### Data for this task
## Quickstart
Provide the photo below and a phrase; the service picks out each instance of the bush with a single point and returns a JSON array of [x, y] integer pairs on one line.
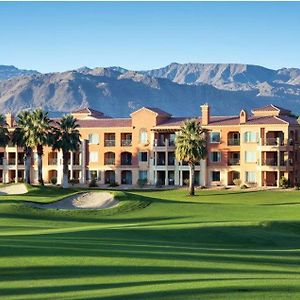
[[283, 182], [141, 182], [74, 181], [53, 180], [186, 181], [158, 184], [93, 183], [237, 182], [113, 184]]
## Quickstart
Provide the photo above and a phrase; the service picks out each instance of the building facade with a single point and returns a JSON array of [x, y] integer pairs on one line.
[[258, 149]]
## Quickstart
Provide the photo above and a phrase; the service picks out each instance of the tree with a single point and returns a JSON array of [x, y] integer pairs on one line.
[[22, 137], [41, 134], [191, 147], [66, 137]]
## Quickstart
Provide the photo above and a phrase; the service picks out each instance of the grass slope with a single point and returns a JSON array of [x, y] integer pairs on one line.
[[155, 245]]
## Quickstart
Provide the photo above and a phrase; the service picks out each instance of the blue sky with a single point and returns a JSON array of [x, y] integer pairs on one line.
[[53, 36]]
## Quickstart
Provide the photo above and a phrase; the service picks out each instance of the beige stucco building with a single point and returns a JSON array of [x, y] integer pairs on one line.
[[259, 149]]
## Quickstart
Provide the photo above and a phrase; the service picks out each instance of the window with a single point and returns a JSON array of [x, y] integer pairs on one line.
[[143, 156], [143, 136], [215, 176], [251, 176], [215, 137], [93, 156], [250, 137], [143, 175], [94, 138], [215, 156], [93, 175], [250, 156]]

### Job
Reproduce the data from the start through the line containing "182], [113, 184]]", replacing "bush" with "shrub" and keeping everything else the same. Leave the pictures out.

### Task solution
## Quickstart
Provide the photo below and a phrase; the service picks out each instance of the shrub with a single point and returns a JSON array of [x, y] integer pairs on one line.
[[283, 182], [141, 182], [74, 181], [53, 180], [186, 181], [158, 184], [93, 183], [237, 182], [113, 184]]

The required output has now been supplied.